**Perintah a**
Jawab pertanyaan berikut berdasarkan artikel tentang banjir dan pemindahan pusat pemerintahan di bawah ini:
(i) Apa judul buku karya Lord Anthony Giddens yang disebut dalam artikel itu?
(ii) Siapa yang sudah mendengungkan wacana pemindahan ibu kota beberapa tahun lalu?
(iii) Jabatan apa yang kini dipegang salah satu penggagas Palangkaraya sebagai ibu kota di era Presiden Jokowi?

**Dokumen**

○ ○ ○

Banjir
dan Pemindahan Pusat Pemerintahan
Arizka Warganegara ; Dosen
Universitas Lampung, Mahasiswa S-3 Political Geography, University of Leeds,
Inggris Dewan Pakar Lampung Post
|
MEDIA
INDONESIA, 12 Februari 2015
BANJIR
yang melanda sejumlah daerah di Indonesia, termasuk di ibu kota negara,
menjadi sebuah fenomena yang di antara atau in between lumrah dialami
beberapa kota besar dunia. Banjir bahkan menjadi tema penting dalam studi
politik lingkungan di era kekinian. Bahkan, sosiolog sekaliber Lord Anthony
Giddens, mantan Direktur London School of Economic, menulis buku khusus yang
membahas soal fenomena perubahan iklim yang berjudul The Politics of Climate Change.
Banjir
sebagai sebuah fenomena yang sebenarnya multidimensi dan melintas batas
kepentingan. Sebagai fenomena alam, banjir juga punya dimensi sosial bahkan
dimensi politik. Kita tidak bisa bayangkan bahwa persoalan banjir hanyalah
persoalan yang harus diletakkan sebagai tanggung jawab politisi saja. Banjir adalah
fenomena yang harus menjadi concern
bersama publik, kontribusi terhadap peru sakan lingkungan bukan hanya
dilakukan oleh para pebisnis yang mengekspansi lingkungan hidup, melainkan
juga rakyat biasa yang membuang sampah sembarangan.
Terkait
dengan hal di atas, Jakarta sebagai sebuah ibu kota sudah dalam posisi gawat
darurat. Sebagai sebuah ibu kota dari negara yang begitu besar, posisi
Jakarta sebagai pusat pemerintahan harus ditinjau ulang. Belum lagi persoalan
getrifikasi seperti perumahan juga menjadi hal yang semakin hari semakin
tidak rasional dalam konteks Jakarta.
Wacana
pemindahan Ibu Kota sudah didengungkan oleh mantan Presiden Susilo Bambang
Yudhoyono beberapa tahun yang lalu. Beberapa wilayah masuk biding dan digadang-gadang menjadi
lokasi ibu kota seperti Banten, Sulawesi Barat, Lampung, Kalimantang Tengah
(Palangkaraya), dan Papua. Bahkan, pada saat itu staf khusus presiden dan
Bappenas sempat melakukan kajian yang konon kabarnya di akhir masa
pemerintahan SBY akan diumumkan lokasi baru ibu kota, walaupun wacana
tersebut sampai sekarang seolah tidak menarik lagi. Padahal di satu sisi,
salah satu penggagas Palangkaraya menjadi ibu kota, saat ini di era Presiden
Jokowi telah menjabat sebagai Kepala Bappenas, sebuah institusi strategis
yang mempunyai otoritas untuk mewujudkan hal tersebut.

○ ○ ○

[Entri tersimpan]
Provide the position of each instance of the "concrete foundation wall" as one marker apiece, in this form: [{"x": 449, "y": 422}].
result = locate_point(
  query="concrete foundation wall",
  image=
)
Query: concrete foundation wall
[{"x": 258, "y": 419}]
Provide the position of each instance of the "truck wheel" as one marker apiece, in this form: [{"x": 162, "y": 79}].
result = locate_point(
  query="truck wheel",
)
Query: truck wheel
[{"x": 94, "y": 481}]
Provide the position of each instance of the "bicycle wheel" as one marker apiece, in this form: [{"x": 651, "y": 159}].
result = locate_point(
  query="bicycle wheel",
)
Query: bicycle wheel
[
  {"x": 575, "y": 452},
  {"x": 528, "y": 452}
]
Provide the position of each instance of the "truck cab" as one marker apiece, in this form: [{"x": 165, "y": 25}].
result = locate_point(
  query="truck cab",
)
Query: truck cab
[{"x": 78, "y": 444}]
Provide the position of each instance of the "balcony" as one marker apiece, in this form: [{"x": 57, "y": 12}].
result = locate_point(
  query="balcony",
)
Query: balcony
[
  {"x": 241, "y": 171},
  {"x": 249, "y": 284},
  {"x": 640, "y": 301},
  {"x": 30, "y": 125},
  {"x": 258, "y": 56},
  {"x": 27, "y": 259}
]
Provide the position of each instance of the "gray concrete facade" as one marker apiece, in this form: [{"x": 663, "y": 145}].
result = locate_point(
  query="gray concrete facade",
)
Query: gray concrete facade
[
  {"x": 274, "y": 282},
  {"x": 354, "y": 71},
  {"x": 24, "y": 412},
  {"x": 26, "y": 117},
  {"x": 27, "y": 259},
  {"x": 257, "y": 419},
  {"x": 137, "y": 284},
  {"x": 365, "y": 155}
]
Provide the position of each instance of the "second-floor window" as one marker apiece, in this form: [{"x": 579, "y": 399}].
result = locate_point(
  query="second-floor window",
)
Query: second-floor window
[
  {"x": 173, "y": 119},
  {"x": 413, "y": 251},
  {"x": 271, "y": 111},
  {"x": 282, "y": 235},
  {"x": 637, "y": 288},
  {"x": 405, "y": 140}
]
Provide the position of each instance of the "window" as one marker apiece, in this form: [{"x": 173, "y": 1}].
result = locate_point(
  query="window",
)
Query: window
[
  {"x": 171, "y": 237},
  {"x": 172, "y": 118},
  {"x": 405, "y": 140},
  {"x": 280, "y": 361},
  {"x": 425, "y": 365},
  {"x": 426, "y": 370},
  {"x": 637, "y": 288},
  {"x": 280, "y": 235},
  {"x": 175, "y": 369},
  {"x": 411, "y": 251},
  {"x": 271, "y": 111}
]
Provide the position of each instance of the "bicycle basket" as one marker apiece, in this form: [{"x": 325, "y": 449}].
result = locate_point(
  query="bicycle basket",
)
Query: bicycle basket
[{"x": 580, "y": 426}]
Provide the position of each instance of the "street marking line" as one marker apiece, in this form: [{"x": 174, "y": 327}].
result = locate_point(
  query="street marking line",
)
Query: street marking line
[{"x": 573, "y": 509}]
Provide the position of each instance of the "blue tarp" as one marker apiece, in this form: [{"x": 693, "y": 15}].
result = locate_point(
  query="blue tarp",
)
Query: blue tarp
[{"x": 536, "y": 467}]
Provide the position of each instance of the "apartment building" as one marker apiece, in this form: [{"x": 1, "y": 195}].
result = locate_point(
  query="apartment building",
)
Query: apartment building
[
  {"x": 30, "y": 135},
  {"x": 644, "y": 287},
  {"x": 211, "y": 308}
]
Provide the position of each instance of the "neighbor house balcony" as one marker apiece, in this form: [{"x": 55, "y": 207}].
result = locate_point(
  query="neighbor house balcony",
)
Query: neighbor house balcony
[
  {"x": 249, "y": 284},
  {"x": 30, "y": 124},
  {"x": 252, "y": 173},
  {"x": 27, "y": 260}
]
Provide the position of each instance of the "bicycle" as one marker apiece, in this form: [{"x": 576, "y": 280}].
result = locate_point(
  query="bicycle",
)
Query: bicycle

○ ○ ○

**Perintah b**
Temukan setiap baris dalam catatan di atas yang memuat kata "balcony", lalu salin baris-baris tersebut.

**Hasil akhir a**
(i) The Politics of Climate Change
(ii) Mantan Presiden Susilo Bambang Yudhoyono
(iii) Kepala Bappenas

**Hasil akhir b**
Provide the position of each instance of the "balcony" as one marker apiece, in this form: [{"x": 57, "y": 12}].
  query="balcony",
Query: balcony
Provide the position of each instance of the "neighbor house balcony" as one marker apiece, in this form: [{"x": 55, "y": 207}].
  query="neighbor house balcony",
Query: neighbor house balcony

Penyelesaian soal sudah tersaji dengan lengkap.